Dataset entries
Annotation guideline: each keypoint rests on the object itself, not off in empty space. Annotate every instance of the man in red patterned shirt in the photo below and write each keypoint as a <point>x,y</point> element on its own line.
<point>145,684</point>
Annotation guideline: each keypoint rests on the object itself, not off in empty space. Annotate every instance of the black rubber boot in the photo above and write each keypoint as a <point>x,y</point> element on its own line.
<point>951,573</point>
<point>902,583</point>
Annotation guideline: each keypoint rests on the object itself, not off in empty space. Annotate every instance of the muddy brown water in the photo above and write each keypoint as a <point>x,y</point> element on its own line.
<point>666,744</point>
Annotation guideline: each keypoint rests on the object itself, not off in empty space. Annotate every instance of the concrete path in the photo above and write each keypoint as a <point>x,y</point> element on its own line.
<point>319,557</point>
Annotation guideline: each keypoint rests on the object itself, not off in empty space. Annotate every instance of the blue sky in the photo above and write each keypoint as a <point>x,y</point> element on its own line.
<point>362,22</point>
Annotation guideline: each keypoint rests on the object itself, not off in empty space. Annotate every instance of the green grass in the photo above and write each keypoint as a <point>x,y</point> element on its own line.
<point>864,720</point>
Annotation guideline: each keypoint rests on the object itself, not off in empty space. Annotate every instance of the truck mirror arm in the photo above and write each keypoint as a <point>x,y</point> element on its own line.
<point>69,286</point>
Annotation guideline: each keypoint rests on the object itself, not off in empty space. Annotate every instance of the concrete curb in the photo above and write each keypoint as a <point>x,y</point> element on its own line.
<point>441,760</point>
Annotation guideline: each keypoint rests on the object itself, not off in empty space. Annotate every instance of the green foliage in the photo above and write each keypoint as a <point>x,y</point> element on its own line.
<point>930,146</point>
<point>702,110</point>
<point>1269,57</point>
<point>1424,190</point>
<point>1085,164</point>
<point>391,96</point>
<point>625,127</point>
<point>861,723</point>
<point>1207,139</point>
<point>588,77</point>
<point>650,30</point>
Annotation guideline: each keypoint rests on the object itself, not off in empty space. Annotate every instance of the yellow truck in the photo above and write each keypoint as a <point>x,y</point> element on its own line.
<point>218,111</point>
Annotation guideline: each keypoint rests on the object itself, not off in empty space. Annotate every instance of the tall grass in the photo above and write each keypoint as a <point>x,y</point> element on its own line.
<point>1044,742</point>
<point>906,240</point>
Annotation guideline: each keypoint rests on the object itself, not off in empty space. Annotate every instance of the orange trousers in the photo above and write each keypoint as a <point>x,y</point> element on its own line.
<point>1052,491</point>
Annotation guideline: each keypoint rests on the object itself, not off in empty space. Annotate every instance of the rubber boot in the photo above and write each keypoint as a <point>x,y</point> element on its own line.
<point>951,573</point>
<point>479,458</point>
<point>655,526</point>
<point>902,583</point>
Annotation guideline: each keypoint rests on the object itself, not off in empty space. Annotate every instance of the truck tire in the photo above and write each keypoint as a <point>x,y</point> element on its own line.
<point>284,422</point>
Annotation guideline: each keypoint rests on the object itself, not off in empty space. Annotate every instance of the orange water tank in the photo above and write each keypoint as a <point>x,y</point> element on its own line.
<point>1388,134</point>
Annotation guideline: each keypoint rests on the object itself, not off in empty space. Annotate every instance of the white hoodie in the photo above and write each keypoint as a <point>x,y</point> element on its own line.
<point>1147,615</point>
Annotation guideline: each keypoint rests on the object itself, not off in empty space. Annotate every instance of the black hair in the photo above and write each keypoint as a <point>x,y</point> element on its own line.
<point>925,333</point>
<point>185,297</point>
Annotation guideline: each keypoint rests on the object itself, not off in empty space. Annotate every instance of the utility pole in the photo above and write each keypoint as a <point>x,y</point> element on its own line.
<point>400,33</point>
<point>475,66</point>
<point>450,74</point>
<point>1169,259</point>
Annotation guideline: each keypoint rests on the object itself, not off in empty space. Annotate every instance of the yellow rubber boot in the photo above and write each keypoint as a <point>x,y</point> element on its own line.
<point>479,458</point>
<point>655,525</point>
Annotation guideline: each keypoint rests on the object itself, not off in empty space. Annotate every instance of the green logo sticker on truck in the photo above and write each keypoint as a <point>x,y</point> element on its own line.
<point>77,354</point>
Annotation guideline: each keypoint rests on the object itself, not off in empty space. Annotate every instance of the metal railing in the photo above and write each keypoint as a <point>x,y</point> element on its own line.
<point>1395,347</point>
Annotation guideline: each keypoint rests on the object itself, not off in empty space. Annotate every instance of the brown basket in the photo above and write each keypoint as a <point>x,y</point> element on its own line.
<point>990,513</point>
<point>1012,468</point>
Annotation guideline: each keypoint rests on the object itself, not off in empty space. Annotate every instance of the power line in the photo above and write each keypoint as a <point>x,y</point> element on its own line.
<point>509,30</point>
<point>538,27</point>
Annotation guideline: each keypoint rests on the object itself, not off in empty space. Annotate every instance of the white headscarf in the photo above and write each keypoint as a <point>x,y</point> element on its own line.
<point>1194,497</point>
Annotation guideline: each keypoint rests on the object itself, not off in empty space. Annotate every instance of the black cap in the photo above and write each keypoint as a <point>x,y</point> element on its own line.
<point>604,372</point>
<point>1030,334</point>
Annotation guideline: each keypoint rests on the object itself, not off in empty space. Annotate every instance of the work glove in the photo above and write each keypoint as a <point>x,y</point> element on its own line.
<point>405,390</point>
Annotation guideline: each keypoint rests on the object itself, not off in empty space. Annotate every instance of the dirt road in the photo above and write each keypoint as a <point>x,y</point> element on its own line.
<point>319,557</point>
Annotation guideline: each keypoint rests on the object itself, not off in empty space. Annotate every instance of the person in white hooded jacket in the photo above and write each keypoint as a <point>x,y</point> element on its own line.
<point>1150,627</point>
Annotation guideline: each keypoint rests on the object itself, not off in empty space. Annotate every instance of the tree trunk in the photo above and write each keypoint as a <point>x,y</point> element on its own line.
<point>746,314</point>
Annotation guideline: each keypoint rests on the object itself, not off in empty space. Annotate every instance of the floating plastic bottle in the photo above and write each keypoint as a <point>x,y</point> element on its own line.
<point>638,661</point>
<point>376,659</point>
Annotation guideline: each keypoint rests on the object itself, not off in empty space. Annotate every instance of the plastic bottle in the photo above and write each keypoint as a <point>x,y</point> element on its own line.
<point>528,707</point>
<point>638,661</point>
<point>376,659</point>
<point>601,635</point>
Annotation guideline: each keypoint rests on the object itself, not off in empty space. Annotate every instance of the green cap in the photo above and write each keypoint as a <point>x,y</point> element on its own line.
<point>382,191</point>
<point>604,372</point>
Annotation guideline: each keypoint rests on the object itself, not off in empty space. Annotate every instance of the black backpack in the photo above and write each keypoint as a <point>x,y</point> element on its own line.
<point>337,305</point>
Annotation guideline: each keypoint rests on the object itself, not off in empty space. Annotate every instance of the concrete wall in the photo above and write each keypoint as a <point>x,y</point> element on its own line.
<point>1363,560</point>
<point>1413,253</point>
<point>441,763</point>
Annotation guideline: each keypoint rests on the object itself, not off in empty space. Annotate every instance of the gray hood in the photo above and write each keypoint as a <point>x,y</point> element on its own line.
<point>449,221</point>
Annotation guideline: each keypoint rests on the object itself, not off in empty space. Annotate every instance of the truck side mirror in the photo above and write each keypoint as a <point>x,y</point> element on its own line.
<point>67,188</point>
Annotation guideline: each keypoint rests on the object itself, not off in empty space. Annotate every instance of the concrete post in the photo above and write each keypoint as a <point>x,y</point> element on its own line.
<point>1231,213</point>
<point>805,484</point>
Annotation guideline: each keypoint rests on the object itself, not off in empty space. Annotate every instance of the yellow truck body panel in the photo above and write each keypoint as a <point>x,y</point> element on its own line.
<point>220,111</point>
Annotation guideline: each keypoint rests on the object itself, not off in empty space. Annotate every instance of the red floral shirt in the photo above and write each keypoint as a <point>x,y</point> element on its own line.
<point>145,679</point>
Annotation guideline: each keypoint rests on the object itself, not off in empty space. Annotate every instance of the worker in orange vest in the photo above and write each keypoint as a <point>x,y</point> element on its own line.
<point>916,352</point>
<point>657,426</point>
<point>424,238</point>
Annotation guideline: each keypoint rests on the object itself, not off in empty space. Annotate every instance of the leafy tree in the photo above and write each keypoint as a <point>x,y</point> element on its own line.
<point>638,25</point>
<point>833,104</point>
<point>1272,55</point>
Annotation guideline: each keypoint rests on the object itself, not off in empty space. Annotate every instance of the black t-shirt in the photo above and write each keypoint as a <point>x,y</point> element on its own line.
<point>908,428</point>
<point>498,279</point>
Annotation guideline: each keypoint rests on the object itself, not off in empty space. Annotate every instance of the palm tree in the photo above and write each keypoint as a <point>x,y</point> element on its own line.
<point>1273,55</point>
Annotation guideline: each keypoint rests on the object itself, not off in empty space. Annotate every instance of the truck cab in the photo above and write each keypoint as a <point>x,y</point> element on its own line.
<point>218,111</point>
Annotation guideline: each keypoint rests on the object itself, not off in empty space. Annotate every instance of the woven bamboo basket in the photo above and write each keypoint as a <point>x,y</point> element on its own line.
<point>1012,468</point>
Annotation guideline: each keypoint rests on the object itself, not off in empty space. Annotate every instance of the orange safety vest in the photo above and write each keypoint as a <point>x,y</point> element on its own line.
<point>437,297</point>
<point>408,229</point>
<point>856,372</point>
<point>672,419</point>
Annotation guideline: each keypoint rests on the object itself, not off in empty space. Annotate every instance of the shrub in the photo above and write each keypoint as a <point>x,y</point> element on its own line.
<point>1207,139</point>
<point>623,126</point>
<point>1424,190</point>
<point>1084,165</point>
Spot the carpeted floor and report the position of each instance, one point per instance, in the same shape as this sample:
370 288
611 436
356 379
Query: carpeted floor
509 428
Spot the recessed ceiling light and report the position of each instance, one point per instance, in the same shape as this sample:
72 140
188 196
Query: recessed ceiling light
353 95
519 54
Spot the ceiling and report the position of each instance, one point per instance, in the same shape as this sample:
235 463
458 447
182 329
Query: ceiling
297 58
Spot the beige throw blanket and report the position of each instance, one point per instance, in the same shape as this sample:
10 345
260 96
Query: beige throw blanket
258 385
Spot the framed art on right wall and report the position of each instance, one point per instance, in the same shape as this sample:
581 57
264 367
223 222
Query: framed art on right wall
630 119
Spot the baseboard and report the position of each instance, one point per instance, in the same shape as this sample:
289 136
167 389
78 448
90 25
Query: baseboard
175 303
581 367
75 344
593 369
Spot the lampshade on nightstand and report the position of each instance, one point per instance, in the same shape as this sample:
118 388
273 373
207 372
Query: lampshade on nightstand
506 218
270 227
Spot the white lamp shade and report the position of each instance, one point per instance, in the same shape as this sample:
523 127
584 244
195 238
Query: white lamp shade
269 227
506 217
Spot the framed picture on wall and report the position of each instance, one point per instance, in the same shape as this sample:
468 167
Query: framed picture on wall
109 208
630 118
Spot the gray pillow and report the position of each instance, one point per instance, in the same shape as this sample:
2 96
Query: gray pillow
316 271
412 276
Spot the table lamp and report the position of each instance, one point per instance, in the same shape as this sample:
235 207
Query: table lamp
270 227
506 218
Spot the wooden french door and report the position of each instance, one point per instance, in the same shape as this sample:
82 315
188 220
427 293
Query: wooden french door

(PROBLEM DETAILS):
All lines of the records containing "door" should be shown.

(RESPONSE TO THIS EXERCISE):
Spot the wooden french door and report the position of each instance, one point per instance, in the same shape as this sample:
Query: wooden french door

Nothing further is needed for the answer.